> JOB: Below is a set of entries. Reproduce exactly the lines from the one containing "of the gray" through the end, both included.

> TASK INPUT:
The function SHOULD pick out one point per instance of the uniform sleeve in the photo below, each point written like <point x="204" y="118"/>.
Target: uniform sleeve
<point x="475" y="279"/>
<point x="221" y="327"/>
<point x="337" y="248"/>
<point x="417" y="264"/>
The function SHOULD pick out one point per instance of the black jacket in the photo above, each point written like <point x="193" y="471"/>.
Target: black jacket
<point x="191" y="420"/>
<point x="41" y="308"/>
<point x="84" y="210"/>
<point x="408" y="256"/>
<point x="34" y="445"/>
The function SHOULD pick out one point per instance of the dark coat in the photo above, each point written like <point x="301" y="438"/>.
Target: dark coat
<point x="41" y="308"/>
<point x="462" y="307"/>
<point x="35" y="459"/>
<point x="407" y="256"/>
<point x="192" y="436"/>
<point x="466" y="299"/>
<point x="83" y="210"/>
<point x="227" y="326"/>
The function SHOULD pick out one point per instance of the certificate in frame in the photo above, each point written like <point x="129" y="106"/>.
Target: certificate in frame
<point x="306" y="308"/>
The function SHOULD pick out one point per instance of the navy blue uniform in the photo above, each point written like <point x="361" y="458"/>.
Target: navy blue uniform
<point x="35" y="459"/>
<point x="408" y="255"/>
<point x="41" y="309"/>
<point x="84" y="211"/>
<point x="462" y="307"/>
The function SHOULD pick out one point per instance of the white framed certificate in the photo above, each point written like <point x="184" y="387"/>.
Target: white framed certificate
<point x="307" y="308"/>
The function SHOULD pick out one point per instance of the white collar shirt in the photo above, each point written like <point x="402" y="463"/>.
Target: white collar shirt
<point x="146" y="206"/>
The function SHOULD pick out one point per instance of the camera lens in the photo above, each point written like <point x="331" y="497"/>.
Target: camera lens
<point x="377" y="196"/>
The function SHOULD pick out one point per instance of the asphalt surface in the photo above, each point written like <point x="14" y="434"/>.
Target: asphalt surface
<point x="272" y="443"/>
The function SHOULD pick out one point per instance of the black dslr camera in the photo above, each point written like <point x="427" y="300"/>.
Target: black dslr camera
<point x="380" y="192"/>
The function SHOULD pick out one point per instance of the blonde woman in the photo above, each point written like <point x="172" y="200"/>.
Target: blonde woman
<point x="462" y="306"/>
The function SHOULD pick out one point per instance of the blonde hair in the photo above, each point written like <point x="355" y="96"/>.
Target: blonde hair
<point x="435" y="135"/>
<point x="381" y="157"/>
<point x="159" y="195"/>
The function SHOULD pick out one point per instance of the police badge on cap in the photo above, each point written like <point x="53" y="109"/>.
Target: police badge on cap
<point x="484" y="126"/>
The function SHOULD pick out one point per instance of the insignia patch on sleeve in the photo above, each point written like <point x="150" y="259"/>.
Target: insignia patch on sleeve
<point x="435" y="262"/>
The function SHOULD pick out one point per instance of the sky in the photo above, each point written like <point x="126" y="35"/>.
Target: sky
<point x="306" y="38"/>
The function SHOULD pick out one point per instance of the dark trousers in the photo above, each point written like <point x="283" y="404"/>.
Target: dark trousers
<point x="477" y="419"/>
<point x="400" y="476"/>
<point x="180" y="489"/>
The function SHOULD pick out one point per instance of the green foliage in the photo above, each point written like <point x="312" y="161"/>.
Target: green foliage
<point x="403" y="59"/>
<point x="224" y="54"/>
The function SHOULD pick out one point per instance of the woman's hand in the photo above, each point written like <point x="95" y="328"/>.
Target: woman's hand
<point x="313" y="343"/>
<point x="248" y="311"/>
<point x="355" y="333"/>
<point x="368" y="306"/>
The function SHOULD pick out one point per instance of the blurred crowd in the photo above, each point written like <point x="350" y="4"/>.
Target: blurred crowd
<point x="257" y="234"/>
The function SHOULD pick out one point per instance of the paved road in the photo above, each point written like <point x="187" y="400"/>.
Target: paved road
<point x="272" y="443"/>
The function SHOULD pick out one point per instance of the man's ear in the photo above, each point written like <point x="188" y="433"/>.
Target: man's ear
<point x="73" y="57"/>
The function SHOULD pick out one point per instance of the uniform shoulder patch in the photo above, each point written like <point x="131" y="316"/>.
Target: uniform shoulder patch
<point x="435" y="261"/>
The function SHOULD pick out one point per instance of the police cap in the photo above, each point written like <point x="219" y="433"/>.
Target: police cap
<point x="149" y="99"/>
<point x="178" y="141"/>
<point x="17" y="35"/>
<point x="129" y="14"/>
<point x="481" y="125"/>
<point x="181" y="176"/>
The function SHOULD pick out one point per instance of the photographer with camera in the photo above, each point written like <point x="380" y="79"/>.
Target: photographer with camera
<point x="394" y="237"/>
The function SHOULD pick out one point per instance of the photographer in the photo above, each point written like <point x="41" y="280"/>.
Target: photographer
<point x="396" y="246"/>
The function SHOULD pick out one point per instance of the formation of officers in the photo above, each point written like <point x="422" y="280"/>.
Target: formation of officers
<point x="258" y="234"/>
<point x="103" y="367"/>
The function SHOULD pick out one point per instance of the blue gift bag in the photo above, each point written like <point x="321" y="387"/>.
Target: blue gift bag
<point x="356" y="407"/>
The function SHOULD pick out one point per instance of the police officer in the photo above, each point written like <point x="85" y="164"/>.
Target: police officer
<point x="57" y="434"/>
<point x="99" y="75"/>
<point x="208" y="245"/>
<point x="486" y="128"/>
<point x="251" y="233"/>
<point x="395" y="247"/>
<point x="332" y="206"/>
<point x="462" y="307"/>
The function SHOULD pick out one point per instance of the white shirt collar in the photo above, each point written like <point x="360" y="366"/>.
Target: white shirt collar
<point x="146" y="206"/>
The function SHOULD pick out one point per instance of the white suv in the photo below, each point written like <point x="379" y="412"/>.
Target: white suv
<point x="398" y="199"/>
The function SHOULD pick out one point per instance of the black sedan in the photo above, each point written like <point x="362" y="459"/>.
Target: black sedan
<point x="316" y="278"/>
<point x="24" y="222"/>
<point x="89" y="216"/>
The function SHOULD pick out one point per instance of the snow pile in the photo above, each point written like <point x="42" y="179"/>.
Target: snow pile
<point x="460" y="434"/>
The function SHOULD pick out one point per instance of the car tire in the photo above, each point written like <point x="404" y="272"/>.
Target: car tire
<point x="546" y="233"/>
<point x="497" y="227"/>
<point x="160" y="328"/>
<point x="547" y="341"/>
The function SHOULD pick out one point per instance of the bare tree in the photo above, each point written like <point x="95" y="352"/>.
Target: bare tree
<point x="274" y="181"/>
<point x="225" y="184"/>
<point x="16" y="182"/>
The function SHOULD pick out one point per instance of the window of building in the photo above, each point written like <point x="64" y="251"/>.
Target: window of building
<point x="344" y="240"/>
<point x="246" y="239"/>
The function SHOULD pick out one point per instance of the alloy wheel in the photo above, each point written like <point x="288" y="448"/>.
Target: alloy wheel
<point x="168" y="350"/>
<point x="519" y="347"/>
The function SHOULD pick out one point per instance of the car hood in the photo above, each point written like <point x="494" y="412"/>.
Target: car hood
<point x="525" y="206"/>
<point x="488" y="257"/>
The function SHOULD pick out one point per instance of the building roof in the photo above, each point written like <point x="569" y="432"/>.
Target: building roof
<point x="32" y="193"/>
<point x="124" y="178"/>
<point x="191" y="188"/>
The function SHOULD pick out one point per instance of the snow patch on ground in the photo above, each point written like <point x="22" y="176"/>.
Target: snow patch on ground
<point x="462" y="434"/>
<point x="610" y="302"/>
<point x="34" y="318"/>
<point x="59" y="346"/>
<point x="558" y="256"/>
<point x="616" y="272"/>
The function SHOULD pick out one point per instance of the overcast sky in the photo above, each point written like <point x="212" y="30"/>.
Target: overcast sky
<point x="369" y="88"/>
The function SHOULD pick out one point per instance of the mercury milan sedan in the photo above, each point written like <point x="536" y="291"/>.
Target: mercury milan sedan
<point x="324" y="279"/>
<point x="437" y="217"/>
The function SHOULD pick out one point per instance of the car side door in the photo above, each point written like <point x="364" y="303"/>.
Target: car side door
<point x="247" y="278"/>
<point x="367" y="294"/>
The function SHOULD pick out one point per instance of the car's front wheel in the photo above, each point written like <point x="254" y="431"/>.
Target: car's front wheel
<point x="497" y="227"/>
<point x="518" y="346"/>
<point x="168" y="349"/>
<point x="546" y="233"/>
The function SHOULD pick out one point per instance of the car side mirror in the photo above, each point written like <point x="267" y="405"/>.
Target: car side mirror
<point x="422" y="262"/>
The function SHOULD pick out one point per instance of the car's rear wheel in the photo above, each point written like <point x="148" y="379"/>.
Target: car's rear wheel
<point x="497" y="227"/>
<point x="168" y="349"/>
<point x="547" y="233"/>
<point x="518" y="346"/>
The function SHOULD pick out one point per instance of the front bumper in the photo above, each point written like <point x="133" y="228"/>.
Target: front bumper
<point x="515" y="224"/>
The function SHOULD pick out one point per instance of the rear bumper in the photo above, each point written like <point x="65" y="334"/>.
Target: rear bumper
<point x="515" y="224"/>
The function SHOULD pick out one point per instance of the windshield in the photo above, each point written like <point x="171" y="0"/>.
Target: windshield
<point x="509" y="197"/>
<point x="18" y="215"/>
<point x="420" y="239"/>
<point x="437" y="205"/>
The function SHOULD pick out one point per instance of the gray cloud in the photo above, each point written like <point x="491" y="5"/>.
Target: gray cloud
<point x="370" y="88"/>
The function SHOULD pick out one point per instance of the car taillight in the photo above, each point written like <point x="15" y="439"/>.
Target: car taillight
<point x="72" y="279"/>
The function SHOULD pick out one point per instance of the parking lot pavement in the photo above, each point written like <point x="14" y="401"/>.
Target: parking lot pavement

> ANSWER FOR THE TASK:
The function SHOULD pick out one point per instance of the gray cloud in the photo above, each point written like <point x="491" y="5"/>.
Target: gray cloud
<point x="370" y="88"/>
The function SHOULD pick out one point per instance of the car taillight in the photo above, each point written like <point x="15" y="439"/>.
Target: car taillight
<point x="72" y="279"/>
The function SHOULD pick out one point per instance of the parking lot pavement in the photo above, each point written like <point x="14" y="401"/>.
Target: parking lot pavement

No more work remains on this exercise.